_TO BE DONE:_
Output every line of the listing below as a Markdown table with the columns "Row" and "Line", numbering the rows and skipping blank lines. Leave the pictures out of the answer.

_Point annotation records:_
****

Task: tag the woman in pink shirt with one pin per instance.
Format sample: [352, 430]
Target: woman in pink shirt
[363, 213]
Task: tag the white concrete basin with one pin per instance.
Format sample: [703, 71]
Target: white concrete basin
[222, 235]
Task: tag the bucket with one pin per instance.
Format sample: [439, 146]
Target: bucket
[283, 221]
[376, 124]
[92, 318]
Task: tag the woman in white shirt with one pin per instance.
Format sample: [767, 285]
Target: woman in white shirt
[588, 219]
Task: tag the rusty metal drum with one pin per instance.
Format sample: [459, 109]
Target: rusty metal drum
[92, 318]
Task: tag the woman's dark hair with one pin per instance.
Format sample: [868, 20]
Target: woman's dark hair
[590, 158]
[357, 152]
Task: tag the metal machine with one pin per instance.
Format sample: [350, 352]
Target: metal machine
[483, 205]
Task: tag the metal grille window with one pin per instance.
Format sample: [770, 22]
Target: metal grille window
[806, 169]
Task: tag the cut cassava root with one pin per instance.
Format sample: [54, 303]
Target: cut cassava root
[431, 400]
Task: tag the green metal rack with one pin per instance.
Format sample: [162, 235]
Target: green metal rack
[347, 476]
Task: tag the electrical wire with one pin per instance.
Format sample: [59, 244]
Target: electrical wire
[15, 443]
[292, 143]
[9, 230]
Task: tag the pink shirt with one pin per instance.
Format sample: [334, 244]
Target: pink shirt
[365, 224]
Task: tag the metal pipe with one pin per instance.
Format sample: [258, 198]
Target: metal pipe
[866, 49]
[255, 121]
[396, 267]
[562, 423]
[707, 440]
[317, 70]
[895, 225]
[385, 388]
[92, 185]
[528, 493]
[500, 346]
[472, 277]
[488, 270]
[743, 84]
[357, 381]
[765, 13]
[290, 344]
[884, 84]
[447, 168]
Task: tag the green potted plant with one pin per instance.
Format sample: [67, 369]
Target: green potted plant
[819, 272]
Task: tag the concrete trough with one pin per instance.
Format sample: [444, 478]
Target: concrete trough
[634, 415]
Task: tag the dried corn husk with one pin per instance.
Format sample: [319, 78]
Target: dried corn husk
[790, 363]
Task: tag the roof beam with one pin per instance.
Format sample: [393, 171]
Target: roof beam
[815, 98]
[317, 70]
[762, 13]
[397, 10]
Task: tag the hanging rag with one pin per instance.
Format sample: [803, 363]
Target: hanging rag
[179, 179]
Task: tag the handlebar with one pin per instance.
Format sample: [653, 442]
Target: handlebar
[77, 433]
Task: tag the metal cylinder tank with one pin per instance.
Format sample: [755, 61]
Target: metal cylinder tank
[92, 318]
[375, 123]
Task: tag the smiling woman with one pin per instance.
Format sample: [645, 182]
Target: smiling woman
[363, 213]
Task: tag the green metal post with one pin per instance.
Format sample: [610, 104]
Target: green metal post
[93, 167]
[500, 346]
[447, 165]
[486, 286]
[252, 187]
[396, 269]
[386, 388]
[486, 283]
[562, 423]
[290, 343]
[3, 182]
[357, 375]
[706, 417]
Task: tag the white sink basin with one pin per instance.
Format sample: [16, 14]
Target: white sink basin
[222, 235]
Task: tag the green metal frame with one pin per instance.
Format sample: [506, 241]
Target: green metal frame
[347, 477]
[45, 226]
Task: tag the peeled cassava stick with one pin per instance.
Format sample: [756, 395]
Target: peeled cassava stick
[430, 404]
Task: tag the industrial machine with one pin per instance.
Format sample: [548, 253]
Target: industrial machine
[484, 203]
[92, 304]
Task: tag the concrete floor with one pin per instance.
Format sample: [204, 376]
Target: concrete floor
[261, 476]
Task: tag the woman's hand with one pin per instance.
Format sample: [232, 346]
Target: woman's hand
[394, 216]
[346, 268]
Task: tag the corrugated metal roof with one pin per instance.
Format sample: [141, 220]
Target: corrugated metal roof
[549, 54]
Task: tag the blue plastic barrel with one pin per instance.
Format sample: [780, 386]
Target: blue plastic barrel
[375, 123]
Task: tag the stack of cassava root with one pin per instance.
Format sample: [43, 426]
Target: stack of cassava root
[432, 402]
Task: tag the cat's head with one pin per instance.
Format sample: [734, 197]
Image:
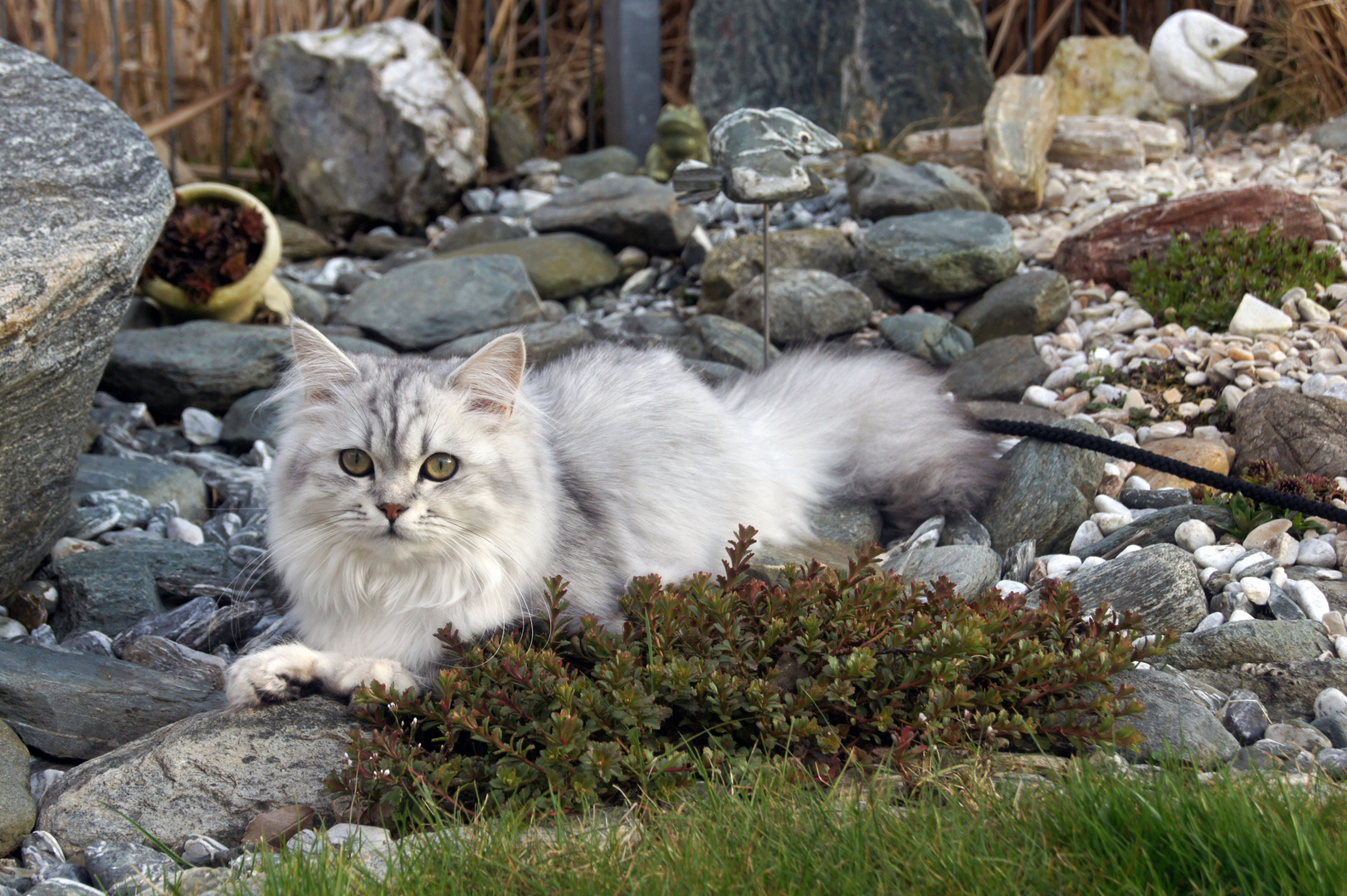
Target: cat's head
[399, 457]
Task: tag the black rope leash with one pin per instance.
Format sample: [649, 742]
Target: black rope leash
[1167, 465]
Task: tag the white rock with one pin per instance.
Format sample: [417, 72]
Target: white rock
[201, 427]
[1330, 702]
[1110, 523]
[1218, 555]
[1308, 597]
[1316, 553]
[1254, 317]
[1086, 535]
[1059, 565]
[1210, 621]
[1106, 504]
[1256, 589]
[185, 531]
[1239, 566]
[1193, 533]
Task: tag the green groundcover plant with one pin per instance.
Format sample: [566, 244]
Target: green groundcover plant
[720, 677]
[1200, 280]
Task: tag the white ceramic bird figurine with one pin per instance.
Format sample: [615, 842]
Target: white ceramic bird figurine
[1184, 60]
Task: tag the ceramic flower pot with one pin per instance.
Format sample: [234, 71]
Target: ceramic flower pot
[240, 300]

****

_WRITTEN ANSWER:_
| Row | Line |
|---|---|
| 1 | Task: tag the woman in pink shirt with one pin per instance. |
| 2 | Format sample: [352, 430] |
| 3 | Target: woman in pink shirt |
| 4 | [363, 213] |
| 5 | Task: tag the white concrete basin with one pin per instance. |
| 6 | Format sample: [703, 71] |
| 7 | Target: white concrete basin |
| 8 | [222, 235] |
| 9 | Task: tag the bucket with one pin per instance. |
| 10 | Format sample: [439, 146] |
| 11 | Target: bucket |
| 12 | [283, 221] |
| 13 | [376, 124] |
| 14 | [92, 318] |
| 15 | Task: tag the woman in white shirt with one pin per instance. |
| 16 | Format sample: [767, 285] |
| 17 | Target: woman in white shirt |
| 18 | [588, 219] |
| 19 | Task: tag the rusty metal drum with one pin per instance. |
| 20 | Format sample: [459, 109] |
| 21 | Target: rusty metal drum |
| 22 | [92, 318] |
| 23 | Task: tag the woman's dark hair with one pin per instance. |
| 24 | Format sample: [868, 20] |
| 25 | Target: woman's dark hair |
| 26 | [590, 158] |
| 27 | [357, 152] |
| 28 | Task: tag the metal machine with one pin per instance. |
| 29 | Format sample: [350, 352] |
| 30 | Target: metal machine |
| 31 | [483, 205] |
| 32 | Task: tag the metal grille window with one pin per instance. |
| 33 | Format sample: [770, 22] |
| 34 | Target: metal grille window |
| 35 | [806, 169] |
| 36 | Task: tag the cut cassava root with one pin per instance. |
| 37 | Format sample: [54, 303] |
| 38 | Target: cut cassava root |
| 39 | [431, 400] |
| 40 | Task: tag the green metal rack with one pin per instance. |
| 41 | Format sample: [162, 235] |
| 42 | Target: green metal rack |
| 43 | [347, 476] |
| 44 | Task: tag the electrical wire with one pin per instance. |
| 45 | Format sample: [59, 244] |
| 46 | Target: electrical wire |
| 47 | [15, 443] |
| 48 | [292, 143] |
| 49 | [9, 230] |
| 50 | Task: tag the pink shirt with one pin per instance. |
| 51 | Format sample: [334, 244] |
| 52 | Target: pink shirt |
| 53 | [365, 224] |
| 54 | Task: tag the metal pipe with one pin per instance. |
| 55 | Format sample: [258, 198] |
| 56 | Target: metal pipe |
| 57 | [866, 49] |
| 58 | [255, 121] |
| 59 | [396, 267] |
| 60 | [562, 423] |
| 61 | [707, 440] |
| 62 | [317, 70] |
| 63 | [895, 225] |
| 64 | [385, 388] |
| 65 | [92, 185] |
| 66 | [528, 493] |
| 67 | [500, 346] |
| 68 | [472, 277] |
| 69 | [488, 270] |
| 70 | [743, 84] |
| 71 | [357, 381] |
| 72 | [765, 13] |
| 73 | [290, 344] |
| 74 | [884, 84] |
| 75 | [447, 168] |
| 76 | Task: tag the green potted plant with one pin per instance. |
| 77 | Format sample: [67, 369] |
| 78 | Target: green potted plant |
| 79 | [819, 272] |
| 80 | Task: tag the concrete trough with one pin per instance. |
| 81 | Format sample: [444, 478] |
| 82 | Target: concrete trough |
| 83 | [634, 415] |
| 84 | Task: tag the dried corn husk with one pin per instance. |
| 85 | Format sample: [319, 78] |
| 86 | Target: dried corn husk |
| 87 | [790, 363] |
| 88 | Task: tag the roof beam with one pin per instance. |
| 89 | Format sample: [393, 171] |
| 90 | Target: roof beam |
| 91 | [815, 98] |
| 92 | [317, 70] |
| 93 | [762, 13] |
| 94 | [397, 10] |
| 95 | Task: tag the hanging rag with one pin per instance. |
| 96 | Format sample: [803, 363] |
| 97 | Target: hanging rag |
| 98 | [179, 179] |
| 99 | Task: tag the handlebar with one pin per instance. |
| 100 | Format sample: [653, 442] |
| 101 | Target: handlebar |
| 102 | [77, 433] |
| 103 | Task: tag the metal cylinder tank with one pin per instance. |
| 104 | Format sample: [755, 61] |
| 105 | Target: metal cylinder tank |
| 106 | [92, 318] |
| 107 | [375, 123] |
| 108 | Task: tag the smiling woman with one pin per instance. |
| 109 | Format sample: [645, 182] |
| 110 | Target: smiling woman |
| 111 | [363, 213] |
| 112 | Task: tag the green metal post with one pin per instance. |
| 113 | Format sample: [610, 104] |
| 114 | Target: green metal post |
| 115 | [93, 167] |
| 116 | [500, 346] |
| 117 | [447, 165] |
| 118 | [486, 286] |
| 119 | [252, 187] |
| 120 | [396, 269] |
| 121 | [386, 388] |
| 122 | [486, 283] |
| 123 | [562, 423] |
| 124 | [290, 343] |
| 125 | [3, 182] |
| 126 | [357, 375] |
| 127 | [706, 417] |
| 128 | Task: tag the white sink basin with one pin per instance. |
| 129 | Format sample: [16, 14] |
| 130 | Target: white sink basin |
| 131 | [222, 235] |
| 132 | Task: tag the green metal frame with one pin per instance. |
| 133 | Format sample: [506, 241] |
| 134 | Target: green metal frame |
| 135 | [347, 477] |
| 136 | [45, 226] |
| 137 | Task: tag the peeled cassava stick with one pin per instance. |
| 138 | Format sample: [756, 395] |
| 139 | Target: peeled cassava stick |
| 140 | [430, 404] |
| 141 | Task: tag the industrial machine with one pin per instance. |
| 142 | Format sample: [548, 253] |
| 143 | Target: industrial machine |
| 144 | [484, 203] |
| 145 | [92, 304] |
| 146 | Task: tag the concrete floor with one pin per instance. |
| 147 | Format sample: [204, 376] |
| 148 | Target: concrete floor |
| 149 | [261, 476] |
| 150 | Task: tag the woman's hand with one pin per instance. |
| 151 | Format sample: [232, 346] |
| 152 | Target: woman's hand |
| 153 | [394, 216] |
| 154 | [346, 268] |
| 155 | Task: tag the corrugated metal roof with one pin per instance. |
| 156 | Format sample: [141, 220] |
| 157 | Target: corrugated metal roof |
| 158 | [549, 54] |
| 159 | Task: tag the blue plastic barrel with one pin per instance. |
| 160 | Format sample: [780, 386] |
| 161 | Target: blue plastic barrel |
| 162 | [375, 123] |
| 163 | Task: tag the stack of cassava root with one pin per instance. |
| 164 | Format sample: [43, 426] |
| 165 | Target: stack of cassava root |
| 166 | [432, 402] |
| 167 | Task: tag the cat's head with one pin per instance. |
| 168 | Format sample: [734, 197] |
| 169 | Image: |
| 170 | Target: cat's head |
| 171 | [399, 457] |
| 172 | Task: tag the black rope leash with one pin per instance. |
| 173 | Format sample: [649, 742] |
| 174 | Target: black rope leash |
| 175 | [1167, 465] |
| 176 | Task: tag the white rock with one pin per instance. |
| 177 | Format sample: [417, 72] |
| 178 | Target: white rock |
| 179 | [201, 427] |
| 180 | [1330, 702] |
| 181 | [1110, 523] |
| 182 | [1218, 555] |
| 183 | [1308, 597] |
| 184 | [1316, 553] |
| 185 | [1254, 317] |
| 186 | [1086, 535] |
| 187 | [1059, 565] |
| 188 | [1210, 621] |
| 189 | [1106, 504] |
| 190 | [1256, 589] |
| 191 | [185, 531] |
| 192 | [1239, 566] |
| 193 | [1193, 533] |
| 194 | Task: tag the green groundcover plant with one pin per instance. |
| 195 | Format sample: [566, 244] |
| 196 | Target: green groundcover plant |
| 197 | [720, 677] |
| 198 | [1200, 280] |
| 199 | Task: tag the white ceramic bird figurine with one pin per instance. |
| 200 | Format sample: [615, 842] |
| 201 | Target: white ceramic bird figurine |
| 202 | [1184, 60] |
| 203 | Task: tag the ceramic flower pot with one pin per instance. |
| 204 | Format sample: [234, 71] |
| 205 | Target: ceramic flower pot |
| 206 | [240, 300] |